THE TASKS |
(A) According to the text on the 1930 Greyhound Derby, how much was the first prize for the winner?
(B) Rewrite the entries from the line containing "Tag one point on each instance of the tall" through the end of the entries, changing "integer pixels" to "whole-number pixels" and leaving everything else unchanged.

DOCUMENT SEGMENT |
____
The 1930 Greyhound Derby took place during June with the final being held on 28 June 1930 at White City Stadium. The winner Mick the Miller received a first prize of £1,480.

Final result 
At White City (over 525 yards):

Distances 
3, 3¼, head, 2, 2 (lengths)
The distances between the greyhounds are in finishing order and shown in lengths. From 1927-1950 one length was equal to 0.06 of one second but race times are shown as 0.08 as per modern day calculations.

Review
The first round got underway on Saturday 7 June and Mick the Miller won his first round at odds of 100-8 on, defeating the field in his heat by 15 lengths in a time of 30.14. The Manchester hope O'Brazil claimed victory, as did another greyhound called Deemster who won a heat in a faster time than Mick the Miller (29.90). Mick the Miller's brother Macoma also won a heat.
____
WORKING DATA |

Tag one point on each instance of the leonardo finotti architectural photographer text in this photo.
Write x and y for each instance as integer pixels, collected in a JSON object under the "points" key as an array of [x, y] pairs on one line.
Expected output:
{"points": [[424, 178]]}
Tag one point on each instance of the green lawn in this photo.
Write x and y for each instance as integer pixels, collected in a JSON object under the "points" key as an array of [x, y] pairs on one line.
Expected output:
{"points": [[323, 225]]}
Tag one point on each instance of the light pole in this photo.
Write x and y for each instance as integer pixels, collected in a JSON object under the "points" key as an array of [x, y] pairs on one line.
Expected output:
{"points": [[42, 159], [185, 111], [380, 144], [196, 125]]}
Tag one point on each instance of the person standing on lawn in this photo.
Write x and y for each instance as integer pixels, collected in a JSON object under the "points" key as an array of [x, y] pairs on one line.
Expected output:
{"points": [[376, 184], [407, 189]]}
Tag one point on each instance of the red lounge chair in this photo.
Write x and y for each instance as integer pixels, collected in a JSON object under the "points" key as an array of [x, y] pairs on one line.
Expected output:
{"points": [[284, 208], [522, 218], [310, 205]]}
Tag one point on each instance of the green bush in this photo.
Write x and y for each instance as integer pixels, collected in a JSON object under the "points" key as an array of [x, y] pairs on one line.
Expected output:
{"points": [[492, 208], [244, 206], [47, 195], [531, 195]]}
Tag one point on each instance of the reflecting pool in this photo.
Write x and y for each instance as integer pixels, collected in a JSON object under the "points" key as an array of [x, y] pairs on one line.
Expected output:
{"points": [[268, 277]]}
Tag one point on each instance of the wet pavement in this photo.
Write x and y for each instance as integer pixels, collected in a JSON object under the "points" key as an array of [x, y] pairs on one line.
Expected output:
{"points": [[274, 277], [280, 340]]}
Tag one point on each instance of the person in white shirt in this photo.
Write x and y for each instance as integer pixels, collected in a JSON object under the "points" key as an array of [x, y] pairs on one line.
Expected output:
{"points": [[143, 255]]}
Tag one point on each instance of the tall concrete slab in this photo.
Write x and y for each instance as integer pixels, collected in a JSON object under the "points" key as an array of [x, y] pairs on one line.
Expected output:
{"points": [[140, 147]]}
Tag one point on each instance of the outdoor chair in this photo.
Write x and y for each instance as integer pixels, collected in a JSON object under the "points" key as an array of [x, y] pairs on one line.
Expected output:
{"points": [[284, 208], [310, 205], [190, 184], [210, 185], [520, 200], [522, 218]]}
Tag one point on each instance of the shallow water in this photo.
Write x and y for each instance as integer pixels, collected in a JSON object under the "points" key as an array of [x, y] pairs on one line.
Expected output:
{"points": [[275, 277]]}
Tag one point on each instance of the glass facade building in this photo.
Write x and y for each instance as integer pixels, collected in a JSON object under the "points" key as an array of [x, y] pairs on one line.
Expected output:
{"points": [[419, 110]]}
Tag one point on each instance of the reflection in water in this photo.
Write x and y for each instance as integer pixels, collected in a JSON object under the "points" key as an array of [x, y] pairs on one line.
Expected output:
____
RESPONSE LIST |
(A) £1,480

(B)
Tag one point on each instance of the tall concrete slab in this photo.
Write x and y for each instance as whole-number pixels, collected in a JSON object under the "points" key as an array of [x, y] pairs on one line.
Expected output:
{"points": [[140, 147]]}
Tag one point on each instance of the outdoor chair in this photo.
Write x and y for each instance as whole-number pixels, collected in a JSON object under the "points" key as an array of [x, y] pairs on one line.
Expected output:
{"points": [[284, 208], [310, 205], [190, 184], [210, 185], [520, 200], [522, 218]]}
Tag one point on each instance of the shallow water in this photo.
Write x and y for each instance as whole-number pixels, collected in a JSON object under the "points" key as an array of [x, y] pairs on one line.
Expected output:
{"points": [[275, 277]]}
Tag one point on each instance of the glass facade building in this photo.
Write x and y for each instance as whole-number pixels, collected in a JSON object under the "points" key as an array of [x, y] pairs on one line.
Expected output:
{"points": [[419, 110]]}
Tag one point on each instance of the reflection in water in this photo.
Write x and y for each instance as whole-number pixels, collected in a JSON object under the "points" key as an array of [x, y] pairs on one line.
Expected output:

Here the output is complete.